Extract provided
Yes, we had noted in the past that if the node2 comes back up, it
converges. In this case, in node2, zookeeper could not be started and in
this case, it took 3 hours to converge.
Thanks,
Anand.
On Sat, Oct 8, 2016 at 9:50 AM, Ben Sherman <bensherman@gmail.com> wrote:
> I had this exact problem but couldn't wait for them to reestablish
> connection and when node 2 came back up, everything recovered. It was with
> 3.4.8 - I posted logs in a previous message.
>
> On Sat, Oct 8, 2016 at 7:55 AM, Flavio Junqueira <fpj@apache.org> wrote:
>
> > Hi Anand,
> >
> > I don't understand whether 1 and 3 were able or even trying to connect to
> > each other. They should be able to elect a leader between them and make
> > progress. You might want to upload logs and let us know.
> >
> > -Flavio
> >
> > > On 08 Oct 2016, at 02:11, Anand Parthasarathy <
> anpartha@avinetworks.com>
> > wrote:
> > >
> > > Hi,
> > >
> > > We are currently using zookeeper 3.4.6 version and use a 3 node
> solution
> > in
> > > our system. We see that occasionally, when a node is powered off (in
> this
> > > instance, it was actually a leader node), the remaining two nodes do
> not
> > > form a quorum for a really long time. Looking at the logs, it appears
> the
> > > sequence is as follows:
> > > - Node 2 is the zookeeper leader
> > > - Node 2 is powered off
> > > - Node 1 and Node 3 recognize and start the election
> > > - Node 3 times out after initLimit * tickTime with "Timeout while
> waiting
> > > for quorum" for Round N
> > > - Node 1 times out after initLimit * tickTime with "Exception while
> > trying
> > > to follow leader" for Round N+1 at the same time.

Dataset section
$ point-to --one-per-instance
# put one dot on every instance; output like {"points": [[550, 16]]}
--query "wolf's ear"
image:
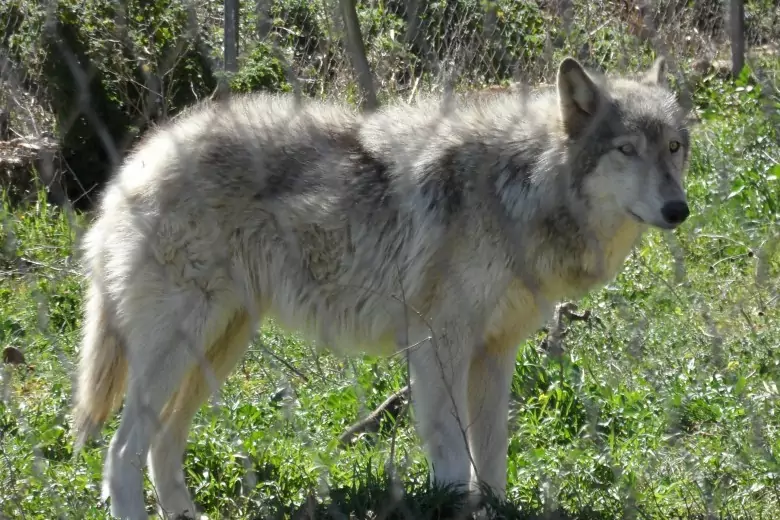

Task objective
Answer these from the zookeeper thread:
1. Which zookeeper version does the three-node system in the first message use?
2. With which version did Ben Sherman run into the same problem?
3. How long did convergence take when zookeeper could not be started on node2?

Problem solution
1. 3.4.6
2. 3.4.8
3. 3 hours